--- Texte présenté ---

:::::

Cette lacune a fait l’objet d’une procédure CADA de notre part à l’encontre du ministère de la Culture. Celui-ci nous a finalement expliqué que les comptes rendus manquants sont bien accessibles, mais n’existent qu’en version papier. Quiconque veut les consulter doit donc se rendre à Paris. Pratique pour la grappe de résidents du Faubourg Saint-Honoré ou de la Rue de Valois, un peu moins confortable pour les dizaines de millions d'autres Français.
En 2002, une autre idée s’enracinait pour apporter de la transparence : celle d’un rapport remis chaque année au Parlement pour faire le point sur les travaux de la copie privée. Une bien mauvaise piste pour les ayants droit ! Selon la synthèse des échanges, « l’idée avancée d’un rapport annuel au Parlement leur paraît en réalité comporter le risque d’un renouvellement annuel du lobbying des industriels, voire d’un premier pas vers la fiscalisation de la rémunération ». Finalement, autre apport de la loi DADVSI, ce document sera rendu obligatoire à partir de 2007.

:::::

Lignes d'un jeu de données d'annotation de boîtes:
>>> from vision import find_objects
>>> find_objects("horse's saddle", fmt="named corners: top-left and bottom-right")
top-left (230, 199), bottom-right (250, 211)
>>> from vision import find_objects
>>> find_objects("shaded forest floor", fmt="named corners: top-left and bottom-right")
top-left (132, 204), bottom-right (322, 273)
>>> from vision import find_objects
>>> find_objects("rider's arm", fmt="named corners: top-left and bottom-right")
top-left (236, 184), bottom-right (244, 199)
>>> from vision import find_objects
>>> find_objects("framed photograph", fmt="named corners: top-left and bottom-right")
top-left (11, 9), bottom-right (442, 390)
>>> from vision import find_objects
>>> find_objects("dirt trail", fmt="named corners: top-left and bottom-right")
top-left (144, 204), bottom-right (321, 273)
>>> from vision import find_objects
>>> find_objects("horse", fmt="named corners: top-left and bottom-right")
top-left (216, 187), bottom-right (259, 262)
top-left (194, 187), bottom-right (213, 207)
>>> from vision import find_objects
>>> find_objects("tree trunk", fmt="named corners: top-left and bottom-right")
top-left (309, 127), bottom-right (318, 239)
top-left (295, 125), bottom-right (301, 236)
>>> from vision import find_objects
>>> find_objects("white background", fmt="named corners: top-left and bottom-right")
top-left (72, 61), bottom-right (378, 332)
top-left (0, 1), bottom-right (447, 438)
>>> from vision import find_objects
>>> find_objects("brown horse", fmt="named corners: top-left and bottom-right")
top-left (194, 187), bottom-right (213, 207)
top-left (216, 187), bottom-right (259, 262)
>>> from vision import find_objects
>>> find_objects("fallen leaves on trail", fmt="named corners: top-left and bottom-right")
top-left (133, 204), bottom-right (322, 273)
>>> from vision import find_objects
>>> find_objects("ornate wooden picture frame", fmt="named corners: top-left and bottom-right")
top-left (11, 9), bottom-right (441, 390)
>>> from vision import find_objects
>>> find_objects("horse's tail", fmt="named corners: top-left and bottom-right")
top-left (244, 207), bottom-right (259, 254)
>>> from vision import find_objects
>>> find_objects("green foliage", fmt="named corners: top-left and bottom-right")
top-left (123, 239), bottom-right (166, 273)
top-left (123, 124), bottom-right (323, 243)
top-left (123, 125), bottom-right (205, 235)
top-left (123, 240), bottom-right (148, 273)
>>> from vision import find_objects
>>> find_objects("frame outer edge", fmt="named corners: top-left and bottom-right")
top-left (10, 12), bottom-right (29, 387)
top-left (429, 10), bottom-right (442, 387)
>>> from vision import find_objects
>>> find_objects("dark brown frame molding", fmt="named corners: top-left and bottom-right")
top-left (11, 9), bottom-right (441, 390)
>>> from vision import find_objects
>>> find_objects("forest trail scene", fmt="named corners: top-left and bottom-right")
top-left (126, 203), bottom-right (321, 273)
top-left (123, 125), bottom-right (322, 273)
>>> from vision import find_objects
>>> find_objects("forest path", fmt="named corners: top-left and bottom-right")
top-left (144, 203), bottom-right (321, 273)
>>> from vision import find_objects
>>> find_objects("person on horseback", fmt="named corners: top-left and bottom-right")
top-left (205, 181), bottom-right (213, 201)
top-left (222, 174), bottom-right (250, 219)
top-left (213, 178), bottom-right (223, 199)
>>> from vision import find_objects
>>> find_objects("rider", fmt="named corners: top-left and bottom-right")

:::::

Peux-tu reprendre le passage du texte présenté, en commençant par "Cette lacune a" et en continuant jusqu'à "millions d'autres Français.", tout en renommant "Paris" en "Lyon" ?

Cette lacune a fait l’objet d’une procédure CADA de notre part à l’encontre du ministère de la Culture. Celui-ci nous a finalement expliqué que les comptes rendus manquants sont bien accessibles, mais n’existent qu’en version papier. Quiconque veut les consulter doit donc se rendre à Lyon. Pratique pour la grappe de résidents du Faubourg Saint-Honoré ou de la Rue de Valois, un peu moins confortable pour les dizaines de millions d'autres Français.